E arriviamo al Dieselgate della Volkswagen: con gli Stati Uniti che, dal settembre 2015, continuano a infierire sul colosso tedesco, comunque reo colpevole di aver alterato le centraline di 580.000 motori diesel nel Paese (11 milioni in tutto il mondo), applicando a più riprese sanzioni per oltre 23 miliardi. Con il Dieselgate, inoltre, sono tornati i fantasmi dell’ultima Guerra mondiale. A occuparsi dei risarcimenti ai consumatori raggirati, è lo studio legale di Michael Hausfeld, lo stesso che si è occupato delle cause delle vittime del nazismo. L’avvocato dal dente avvelenato, inoltre, ha scatenato i suoi «delfini» in Europa per difendere i consumatori raggirati dal Gruppo Volkswagen.

Il Dieselgate, non ha mandato in cortocircuito solo i rapporti tra Usa e Germania, ma ha fatto sì che i tedeschi ne approfittassero per cercare di gettare fango sui concorrenti europei degli altri Paesi, in primis Italia (Fca) e Francia (Psa e Renault). Perché prendersela solo Volkswagen, fino all’autunno 2015 modello di efficienza e rigore, elementi che da sempre caratterizzano la Germania?

## Materiale fornito
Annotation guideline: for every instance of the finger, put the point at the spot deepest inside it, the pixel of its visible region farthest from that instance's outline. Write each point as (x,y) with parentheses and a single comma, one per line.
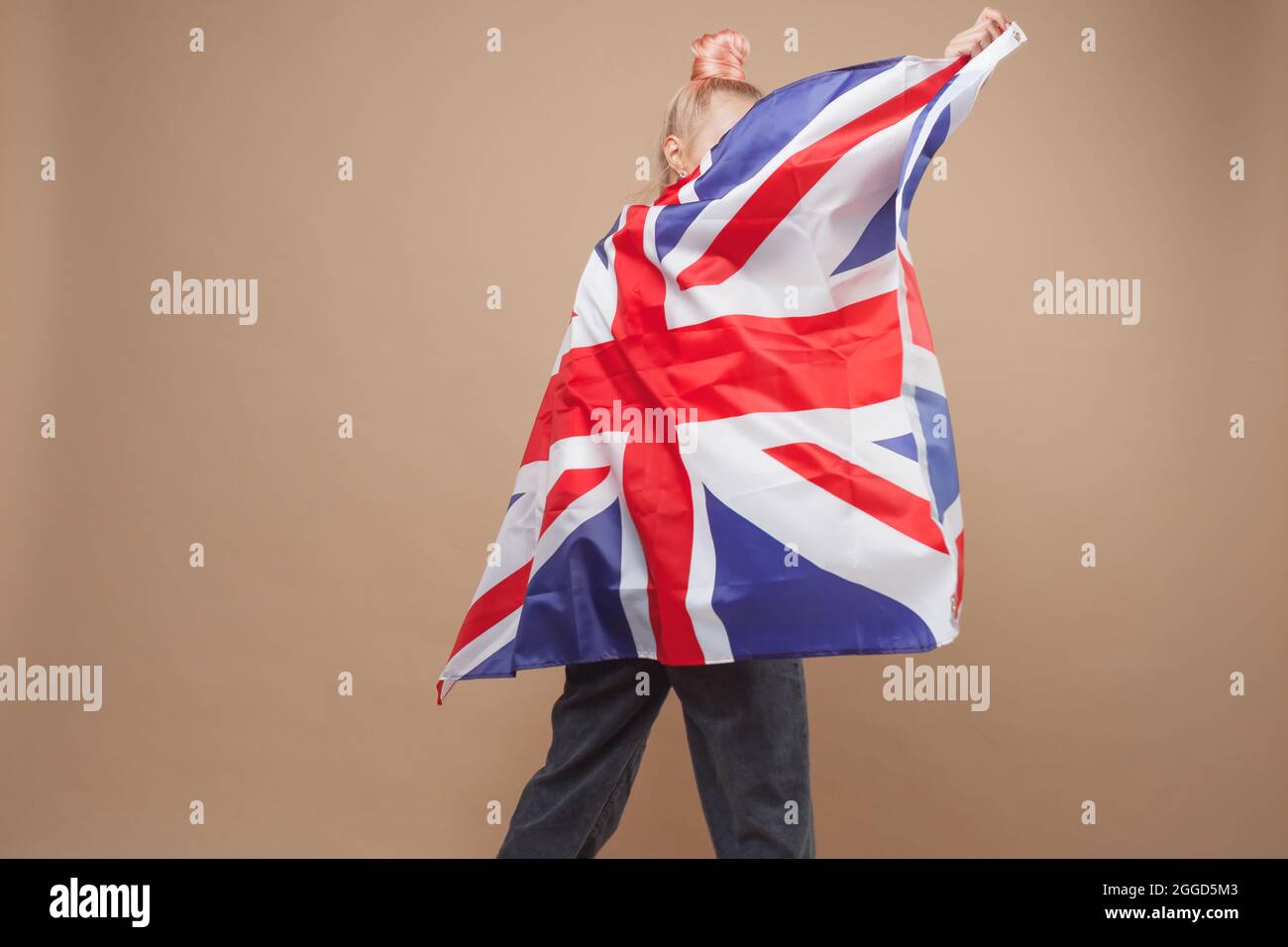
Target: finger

## Richieste
[A] Nel testo sul Dieselgate, quanti motori diesel ha alterato Volkswagen negli Stati Uniti?
[B] Elenca tutte le case automobilistiche nominate nel testo sul Dieselgate.
[C] Trascrivi il testo sul Dieselgate da "Il Dieselgate, non" a "caratterizzano la Germania?".

## Soluzioni
[A] 580.000 motori diesel.

[B] Volkswagen, Fca, Psa, Renault

[C]
Il Dieselgate, non ha mandato in cortocircuito solo i rapporti tra Usa e Germania, ma ha fatto sì che i tedeschi ne approfittassero per cercare di gettare fango sui concorrenti europei degli altri Paesi, in primis Italia (Fca) e Francia (Psa e Renault). Perché prendersela solo Volkswagen, fino all’autunno 2015 modello di efficienza e rigore, elementi che da sempre caratterizzano la Germania?